> _What to produce_: Output the material below in full, exactly as it is.
┄┄┄┄┄┄┄┄┄┄┄┄┄┄┄┄┄┄┄┄
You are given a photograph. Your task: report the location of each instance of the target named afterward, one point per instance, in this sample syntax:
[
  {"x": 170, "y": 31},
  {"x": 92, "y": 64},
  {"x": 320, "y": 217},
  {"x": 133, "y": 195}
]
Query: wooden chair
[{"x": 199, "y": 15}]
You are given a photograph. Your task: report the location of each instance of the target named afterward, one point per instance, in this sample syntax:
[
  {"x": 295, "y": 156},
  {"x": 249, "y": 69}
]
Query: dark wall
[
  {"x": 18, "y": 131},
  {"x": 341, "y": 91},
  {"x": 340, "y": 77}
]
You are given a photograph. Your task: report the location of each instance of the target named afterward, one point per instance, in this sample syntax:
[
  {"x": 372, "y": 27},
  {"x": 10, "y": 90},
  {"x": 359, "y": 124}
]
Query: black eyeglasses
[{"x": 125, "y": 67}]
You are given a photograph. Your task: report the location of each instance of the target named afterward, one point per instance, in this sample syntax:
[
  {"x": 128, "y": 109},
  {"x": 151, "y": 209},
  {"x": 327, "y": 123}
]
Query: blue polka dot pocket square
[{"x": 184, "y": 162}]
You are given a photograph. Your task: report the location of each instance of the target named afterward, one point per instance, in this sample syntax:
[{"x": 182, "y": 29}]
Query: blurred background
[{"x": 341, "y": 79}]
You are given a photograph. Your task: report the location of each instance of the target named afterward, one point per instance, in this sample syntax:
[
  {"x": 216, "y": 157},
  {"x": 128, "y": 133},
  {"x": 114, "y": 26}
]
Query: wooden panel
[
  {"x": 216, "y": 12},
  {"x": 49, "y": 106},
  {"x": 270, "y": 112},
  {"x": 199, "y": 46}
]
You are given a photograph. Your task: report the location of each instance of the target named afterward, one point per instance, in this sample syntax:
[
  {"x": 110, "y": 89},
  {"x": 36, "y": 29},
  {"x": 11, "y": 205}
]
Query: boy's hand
┄┄┄┄┄┄┄┄┄┄┄┄┄┄┄┄┄┄┄┄
> _The completed task_:
You are given a photograph. Your task: report the location of each instance of the target named afterward, one point per instance, in this sample syntax:
[
  {"x": 170, "y": 31},
  {"x": 92, "y": 64},
  {"x": 320, "y": 217},
  {"x": 133, "y": 195}
]
Query: wooden chair
[{"x": 199, "y": 15}]
You are given a photograph. Your task: report the location of each instance of the target named afterward, one point per instance, in this sample syntax:
[
  {"x": 295, "y": 156},
  {"x": 249, "y": 69}
]
Query: dark wall
[
  {"x": 18, "y": 131},
  {"x": 341, "y": 91},
  {"x": 340, "y": 77}
]
You are given a photograph. Your task: report the location of each instance of the target named afterward, one point per instance, in this sample syntax:
[
  {"x": 372, "y": 27},
  {"x": 10, "y": 90},
  {"x": 359, "y": 124}
]
Query: black eyeglasses
[{"x": 125, "y": 67}]
You are given a photograph. Your task: report the location of each instance of the target named afterward, one point per instance, in this sample syntax:
[
  {"x": 128, "y": 109},
  {"x": 151, "y": 209},
  {"x": 327, "y": 123}
]
Query: blue polka dot pocket square
[{"x": 184, "y": 162}]
You are given a photograph. Your task: report the location of each instance of the target named afterward, one point per instance, in this sample syntax:
[{"x": 182, "y": 29}]
Query: blurred background
[{"x": 341, "y": 79}]
You are given a photograph. Your task: report the location of each instance of the target named afterward, one point per instance, in this sample syntax:
[
  {"x": 216, "y": 157},
  {"x": 128, "y": 133},
  {"x": 114, "y": 26}
]
Query: wooden panel
[
  {"x": 216, "y": 12},
  {"x": 49, "y": 106},
  {"x": 270, "y": 112},
  {"x": 199, "y": 46}
]
You are given a photograph. Your task: report the location of each instance of the target named afterward, one point per instance, in this sample syntax:
[
  {"x": 110, "y": 89},
  {"x": 36, "y": 29},
  {"x": 11, "y": 205}
]
Query: boy's hand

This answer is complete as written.